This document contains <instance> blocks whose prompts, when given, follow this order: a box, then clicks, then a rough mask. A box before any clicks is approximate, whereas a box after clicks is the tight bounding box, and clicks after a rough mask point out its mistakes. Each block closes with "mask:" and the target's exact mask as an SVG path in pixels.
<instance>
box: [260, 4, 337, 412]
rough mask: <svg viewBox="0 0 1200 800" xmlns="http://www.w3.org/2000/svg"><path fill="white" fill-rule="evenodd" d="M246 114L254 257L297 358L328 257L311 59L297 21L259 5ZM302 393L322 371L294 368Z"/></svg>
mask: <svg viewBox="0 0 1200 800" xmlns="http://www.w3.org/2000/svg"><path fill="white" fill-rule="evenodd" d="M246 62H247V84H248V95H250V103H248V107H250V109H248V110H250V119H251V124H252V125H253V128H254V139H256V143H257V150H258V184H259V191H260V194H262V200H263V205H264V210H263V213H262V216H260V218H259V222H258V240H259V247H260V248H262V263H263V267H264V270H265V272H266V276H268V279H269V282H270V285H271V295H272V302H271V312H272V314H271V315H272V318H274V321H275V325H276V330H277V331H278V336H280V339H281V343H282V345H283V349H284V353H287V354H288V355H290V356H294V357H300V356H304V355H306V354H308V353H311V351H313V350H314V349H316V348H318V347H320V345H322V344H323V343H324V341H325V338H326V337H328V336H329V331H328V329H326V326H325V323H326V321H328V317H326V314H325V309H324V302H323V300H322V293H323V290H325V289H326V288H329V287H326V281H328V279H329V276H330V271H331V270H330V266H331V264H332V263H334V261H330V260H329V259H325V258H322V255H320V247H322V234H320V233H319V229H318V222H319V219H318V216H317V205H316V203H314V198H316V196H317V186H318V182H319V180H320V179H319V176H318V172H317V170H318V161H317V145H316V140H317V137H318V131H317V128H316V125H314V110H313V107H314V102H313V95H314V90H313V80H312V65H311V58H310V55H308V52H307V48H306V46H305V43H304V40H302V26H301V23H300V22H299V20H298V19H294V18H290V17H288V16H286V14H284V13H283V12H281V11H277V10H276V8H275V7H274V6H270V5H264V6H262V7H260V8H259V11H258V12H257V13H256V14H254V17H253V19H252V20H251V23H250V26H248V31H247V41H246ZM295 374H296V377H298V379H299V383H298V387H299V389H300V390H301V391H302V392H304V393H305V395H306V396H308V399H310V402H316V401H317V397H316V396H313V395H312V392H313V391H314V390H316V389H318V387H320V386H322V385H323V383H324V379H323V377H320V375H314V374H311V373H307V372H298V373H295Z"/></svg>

**Assignment:**
Copy the data exactly as it was presented.

**Reply:**
This document contains <instance> blocks whose prompts, when given, follow this order: a box, then clicks, then a rough mask. A box before any clicks is approximate, whereas a box after clicks is the tight bounding box, and clicks after a rough mask point out its mistakes. Each block closes with "mask:" and the target's exact mask as an SVG path in pixels.
<instance>
box: [260, 4, 337, 412]
rough mask: <svg viewBox="0 0 1200 800" xmlns="http://www.w3.org/2000/svg"><path fill="white" fill-rule="evenodd" d="M246 114L254 257L297 358L328 257L311 59L297 21L259 5ZM302 393L322 371L294 368Z"/></svg>
mask: <svg viewBox="0 0 1200 800" xmlns="http://www.w3.org/2000/svg"><path fill="white" fill-rule="evenodd" d="M246 62H247V84H248V95H250V103H248V107H250V109H248V110H250V119H251V124H252V125H253V128H254V139H256V143H257V150H258V184H259V191H260V194H262V200H263V205H264V210H263V213H262V216H260V218H259V222H258V240H259V247H260V248H262V263H263V267H264V270H265V272H266V276H268V279H269V282H270V285H271V295H272V302H271V312H272V314H271V315H272V318H274V321H275V325H276V330H277V331H278V336H280V339H281V343H282V345H283V349H284V353H287V354H288V355H290V356H294V357H300V356H304V355H306V354H308V353H311V351H313V350H314V349H316V348H318V347H320V345H322V344H323V343H324V341H325V338H326V337H328V336H329V331H328V329H326V326H325V323H326V321H328V317H326V314H325V309H324V302H323V300H322V293H323V290H325V289H326V288H329V287H326V281H328V279H329V276H330V271H331V270H330V266H331V264H332V263H334V261H330V260H329V259H325V258H322V255H320V247H322V234H320V233H319V229H318V222H319V219H318V216H317V205H316V203H314V198H316V196H317V186H318V182H319V180H320V179H319V176H318V172H317V170H318V161H317V145H316V140H317V137H318V131H317V128H316V125H314V110H313V107H314V102H313V95H314V90H313V80H312V65H311V58H310V55H308V52H307V48H306V46H305V43H304V40H302V26H301V23H300V22H299V20H298V19H294V18H290V17H288V16H286V14H284V13H283V12H281V11H277V10H276V8H275V7H274V6H270V5H264V6H262V7H260V8H259V11H258V12H257V13H256V14H254V17H253V19H252V20H251V23H250V26H248V31H247V41H246ZM295 374H296V377H298V379H299V383H298V387H299V389H300V390H301V391H302V392H304V393H305V395H306V396H308V399H310V402H316V401H317V397H316V396H313V395H312V392H313V391H314V390H316V389H318V387H320V386H322V385H323V383H324V379H323V377H320V375H314V374H311V373H307V372H298V373H295Z"/></svg>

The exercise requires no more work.